> **What the task requires**
Two lines below mark the span: the one containing "Target: person wearing shorts" and the one containing "Would you kindly pick out the fluorescent". Set down both, plus every line between, exactly as they stand, and nothing else.

(Exercise materials Opens)

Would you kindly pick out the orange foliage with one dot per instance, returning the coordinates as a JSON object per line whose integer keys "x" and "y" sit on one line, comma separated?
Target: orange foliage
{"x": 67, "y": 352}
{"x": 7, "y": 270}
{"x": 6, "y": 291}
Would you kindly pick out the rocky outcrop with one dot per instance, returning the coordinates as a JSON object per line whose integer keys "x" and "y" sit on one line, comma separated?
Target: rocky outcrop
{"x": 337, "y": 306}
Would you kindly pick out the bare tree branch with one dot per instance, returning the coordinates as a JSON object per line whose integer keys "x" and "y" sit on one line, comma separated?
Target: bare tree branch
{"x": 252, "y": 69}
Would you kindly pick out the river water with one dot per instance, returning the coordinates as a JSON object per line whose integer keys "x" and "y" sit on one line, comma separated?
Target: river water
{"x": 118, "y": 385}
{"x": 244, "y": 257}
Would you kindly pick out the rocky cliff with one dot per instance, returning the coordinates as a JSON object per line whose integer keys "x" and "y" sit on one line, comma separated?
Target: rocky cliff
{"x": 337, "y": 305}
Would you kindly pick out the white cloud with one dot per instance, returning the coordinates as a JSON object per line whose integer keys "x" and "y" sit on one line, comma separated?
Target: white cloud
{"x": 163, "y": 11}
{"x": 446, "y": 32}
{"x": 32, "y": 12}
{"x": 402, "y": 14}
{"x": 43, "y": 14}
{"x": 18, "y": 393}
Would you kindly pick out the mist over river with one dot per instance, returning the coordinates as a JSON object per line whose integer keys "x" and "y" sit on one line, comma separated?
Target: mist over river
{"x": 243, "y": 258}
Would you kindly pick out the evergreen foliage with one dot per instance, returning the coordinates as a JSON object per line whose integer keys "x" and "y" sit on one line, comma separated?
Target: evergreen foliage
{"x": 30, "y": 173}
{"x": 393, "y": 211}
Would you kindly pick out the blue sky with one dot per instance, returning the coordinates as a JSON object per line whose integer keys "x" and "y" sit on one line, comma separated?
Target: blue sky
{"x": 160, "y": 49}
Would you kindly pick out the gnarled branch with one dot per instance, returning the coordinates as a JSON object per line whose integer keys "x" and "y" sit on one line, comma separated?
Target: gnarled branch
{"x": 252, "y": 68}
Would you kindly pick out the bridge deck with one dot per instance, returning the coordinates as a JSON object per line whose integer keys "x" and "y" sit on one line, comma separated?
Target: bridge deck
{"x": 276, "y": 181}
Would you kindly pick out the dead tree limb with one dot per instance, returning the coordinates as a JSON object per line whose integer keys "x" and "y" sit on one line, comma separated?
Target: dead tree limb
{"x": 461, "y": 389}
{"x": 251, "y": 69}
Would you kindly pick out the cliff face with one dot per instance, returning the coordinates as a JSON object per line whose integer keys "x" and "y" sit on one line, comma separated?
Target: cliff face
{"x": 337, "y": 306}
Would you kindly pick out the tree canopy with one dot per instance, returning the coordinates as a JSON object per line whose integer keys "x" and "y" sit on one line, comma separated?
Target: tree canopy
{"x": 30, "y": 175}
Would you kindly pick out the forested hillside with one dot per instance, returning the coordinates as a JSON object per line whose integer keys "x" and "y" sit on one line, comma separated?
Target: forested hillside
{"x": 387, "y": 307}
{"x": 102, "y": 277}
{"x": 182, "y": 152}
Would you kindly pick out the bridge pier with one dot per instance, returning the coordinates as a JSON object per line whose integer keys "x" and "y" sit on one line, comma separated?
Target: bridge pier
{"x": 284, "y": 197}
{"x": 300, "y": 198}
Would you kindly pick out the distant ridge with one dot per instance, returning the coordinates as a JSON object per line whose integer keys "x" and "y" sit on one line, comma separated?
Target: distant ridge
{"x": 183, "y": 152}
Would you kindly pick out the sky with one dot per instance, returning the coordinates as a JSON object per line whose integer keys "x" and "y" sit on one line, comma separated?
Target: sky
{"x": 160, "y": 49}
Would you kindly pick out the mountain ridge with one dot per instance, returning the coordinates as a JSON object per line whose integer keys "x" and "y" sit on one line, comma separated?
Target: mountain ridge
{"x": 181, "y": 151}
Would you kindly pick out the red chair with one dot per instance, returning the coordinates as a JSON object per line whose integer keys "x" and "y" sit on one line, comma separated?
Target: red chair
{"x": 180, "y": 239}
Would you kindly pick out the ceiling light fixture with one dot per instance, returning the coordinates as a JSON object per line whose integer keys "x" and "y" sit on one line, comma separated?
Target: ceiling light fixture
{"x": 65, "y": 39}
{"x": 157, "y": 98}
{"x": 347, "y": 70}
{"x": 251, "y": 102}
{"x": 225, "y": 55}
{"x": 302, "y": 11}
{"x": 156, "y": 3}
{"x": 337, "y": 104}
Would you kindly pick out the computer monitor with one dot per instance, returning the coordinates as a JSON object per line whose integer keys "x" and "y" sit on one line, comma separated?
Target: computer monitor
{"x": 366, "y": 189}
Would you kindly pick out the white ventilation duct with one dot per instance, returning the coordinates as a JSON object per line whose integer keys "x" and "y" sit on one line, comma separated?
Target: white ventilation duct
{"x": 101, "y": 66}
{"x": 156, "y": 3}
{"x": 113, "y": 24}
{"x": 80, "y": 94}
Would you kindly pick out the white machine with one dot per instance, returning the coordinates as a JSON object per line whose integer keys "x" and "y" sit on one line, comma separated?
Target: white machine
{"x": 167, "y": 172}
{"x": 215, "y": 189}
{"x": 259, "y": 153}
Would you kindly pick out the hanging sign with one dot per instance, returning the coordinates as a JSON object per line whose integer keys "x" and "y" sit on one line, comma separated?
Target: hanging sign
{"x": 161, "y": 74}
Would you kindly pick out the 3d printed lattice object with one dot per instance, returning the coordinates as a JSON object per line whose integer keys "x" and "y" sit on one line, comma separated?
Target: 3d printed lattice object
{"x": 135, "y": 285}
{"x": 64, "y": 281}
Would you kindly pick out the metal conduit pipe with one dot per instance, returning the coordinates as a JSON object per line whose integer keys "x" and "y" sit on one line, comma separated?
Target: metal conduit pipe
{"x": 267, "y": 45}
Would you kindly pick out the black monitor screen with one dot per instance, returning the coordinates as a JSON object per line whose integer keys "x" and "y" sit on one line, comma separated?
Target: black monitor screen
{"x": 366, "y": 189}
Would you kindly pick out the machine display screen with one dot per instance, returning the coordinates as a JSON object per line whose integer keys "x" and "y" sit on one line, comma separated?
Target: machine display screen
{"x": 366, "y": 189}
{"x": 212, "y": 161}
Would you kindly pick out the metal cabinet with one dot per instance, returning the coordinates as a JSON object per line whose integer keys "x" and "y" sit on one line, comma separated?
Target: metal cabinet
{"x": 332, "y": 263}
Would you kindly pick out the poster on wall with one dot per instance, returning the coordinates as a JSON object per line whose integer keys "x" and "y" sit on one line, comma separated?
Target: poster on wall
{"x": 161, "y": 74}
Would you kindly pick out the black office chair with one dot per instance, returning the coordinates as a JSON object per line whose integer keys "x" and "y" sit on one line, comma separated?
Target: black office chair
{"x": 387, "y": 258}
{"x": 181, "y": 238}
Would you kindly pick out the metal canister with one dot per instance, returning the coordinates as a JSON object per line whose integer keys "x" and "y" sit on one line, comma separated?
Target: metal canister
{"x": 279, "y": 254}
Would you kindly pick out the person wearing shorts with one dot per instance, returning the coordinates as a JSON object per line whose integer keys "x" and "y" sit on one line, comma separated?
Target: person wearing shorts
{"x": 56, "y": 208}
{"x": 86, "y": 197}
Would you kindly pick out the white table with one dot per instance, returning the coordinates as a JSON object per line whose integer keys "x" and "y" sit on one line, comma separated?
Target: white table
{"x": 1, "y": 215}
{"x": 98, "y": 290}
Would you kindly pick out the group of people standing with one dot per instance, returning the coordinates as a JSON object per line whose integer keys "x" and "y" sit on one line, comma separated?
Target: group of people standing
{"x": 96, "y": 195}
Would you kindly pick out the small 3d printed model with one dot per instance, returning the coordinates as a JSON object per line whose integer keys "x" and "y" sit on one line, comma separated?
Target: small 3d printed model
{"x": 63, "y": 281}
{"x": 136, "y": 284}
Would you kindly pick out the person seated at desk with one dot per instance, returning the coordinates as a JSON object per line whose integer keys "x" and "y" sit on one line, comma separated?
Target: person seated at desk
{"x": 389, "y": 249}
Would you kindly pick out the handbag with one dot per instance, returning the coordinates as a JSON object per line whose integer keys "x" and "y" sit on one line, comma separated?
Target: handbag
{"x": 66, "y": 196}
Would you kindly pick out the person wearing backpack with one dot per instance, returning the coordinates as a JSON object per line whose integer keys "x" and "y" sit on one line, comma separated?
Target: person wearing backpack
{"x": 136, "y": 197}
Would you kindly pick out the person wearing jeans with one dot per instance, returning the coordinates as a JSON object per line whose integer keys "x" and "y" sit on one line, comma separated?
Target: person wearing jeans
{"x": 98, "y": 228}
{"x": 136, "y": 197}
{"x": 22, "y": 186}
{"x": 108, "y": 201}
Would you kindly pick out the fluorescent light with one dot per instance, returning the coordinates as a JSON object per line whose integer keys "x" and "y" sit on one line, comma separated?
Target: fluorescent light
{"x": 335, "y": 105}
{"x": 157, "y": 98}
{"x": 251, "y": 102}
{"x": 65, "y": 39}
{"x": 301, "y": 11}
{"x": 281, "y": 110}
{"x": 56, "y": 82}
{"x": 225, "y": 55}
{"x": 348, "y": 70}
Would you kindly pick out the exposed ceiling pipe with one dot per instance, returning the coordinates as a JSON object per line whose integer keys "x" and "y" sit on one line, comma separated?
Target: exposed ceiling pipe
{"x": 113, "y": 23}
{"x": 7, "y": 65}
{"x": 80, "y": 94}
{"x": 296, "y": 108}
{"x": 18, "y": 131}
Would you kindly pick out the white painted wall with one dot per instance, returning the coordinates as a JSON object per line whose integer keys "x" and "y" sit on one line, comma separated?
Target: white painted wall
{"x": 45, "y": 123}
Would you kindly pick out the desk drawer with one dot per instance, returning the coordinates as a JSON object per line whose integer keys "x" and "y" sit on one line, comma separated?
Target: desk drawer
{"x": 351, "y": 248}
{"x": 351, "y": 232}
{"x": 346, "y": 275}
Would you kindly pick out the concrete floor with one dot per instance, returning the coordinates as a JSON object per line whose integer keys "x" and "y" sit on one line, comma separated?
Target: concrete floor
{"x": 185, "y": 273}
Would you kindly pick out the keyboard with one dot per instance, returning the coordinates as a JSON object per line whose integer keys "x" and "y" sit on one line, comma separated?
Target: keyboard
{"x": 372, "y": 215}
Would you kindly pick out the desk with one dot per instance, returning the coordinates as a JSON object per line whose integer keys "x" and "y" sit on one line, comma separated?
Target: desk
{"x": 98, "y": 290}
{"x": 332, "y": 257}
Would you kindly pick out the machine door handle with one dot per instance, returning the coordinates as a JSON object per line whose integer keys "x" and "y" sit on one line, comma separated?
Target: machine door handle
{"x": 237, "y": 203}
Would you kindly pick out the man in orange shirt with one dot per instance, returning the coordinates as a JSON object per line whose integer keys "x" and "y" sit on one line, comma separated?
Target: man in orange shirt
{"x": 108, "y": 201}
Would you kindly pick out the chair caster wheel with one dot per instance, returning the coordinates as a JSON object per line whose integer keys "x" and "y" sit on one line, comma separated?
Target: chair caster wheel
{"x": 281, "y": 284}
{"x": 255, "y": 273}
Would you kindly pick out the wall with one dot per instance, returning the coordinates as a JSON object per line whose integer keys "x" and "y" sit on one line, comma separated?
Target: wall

(Exercise materials Closes)

> **Task result**
Target: person wearing shorts
{"x": 56, "y": 208}
{"x": 86, "y": 197}
Would you kindly pick out the white table with one dot per instance, returning the coordinates as a JSON object per line whose integer keys "x" and "y" sit on one line, comma separated?
Target: white table
{"x": 1, "y": 215}
{"x": 98, "y": 290}
Would you kindly pick out the group of people standing with one dot per instance, returning the coordinates as a JSON object per line whose integer keys "x" and "y" sit on one line, comma separated?
Target: group of people standing
{"x": 96, "y": 195}
Would you kindly pick out the small 3d printed model with one dot per instance, returning the coordinates as a JSON object per line whose integer keys "x" and "y" sit on one line, comma separated?
Target: small 3d printed model
{"x": 63, "y": 281}
{"x": 136, "y": 284}
Would you kindly pick out the person seated at desk with one dot per instance, returning the coordinates as a JSON object per line whose integer keys "x" and "y" sit on one line, comma separated?
Target: person seated at desk
{"x": 389, "y": 249}
Would you kindly pick out the handbag with one dot per instance, returning the coordinates as a JSON object per line whose integer keys "x" and "y" sit on one line, comma separated?
Target: handbag
{"x": 66, "y": 196}
Would you kindly pick out the person wearing backpack with one dot per instance, returning the coordinates as a JSON object per line whose integer keys "x" and "y" sit on one line, comma separated?
Target: person wearing backpack
{"x": 136, "y": 197}
Would you kindly pick out the person wearing jeans with one dot per instance, returning the coordinates as a JSON object per line whose integer keys "x" and "y" sit on one line, comma separated?
Target: person wearing jeans
{"x": 98, "y": 228}
{"x": 136, "y": 197}
{"x": 22, "y": 186}
{"x": 108, "y": 201}
Would you kindly pick out the fluorescent light with one dot per instance, returning the coordinates as a JSON object per line whose integer keys "x" and "y" sit on one line, comma separated?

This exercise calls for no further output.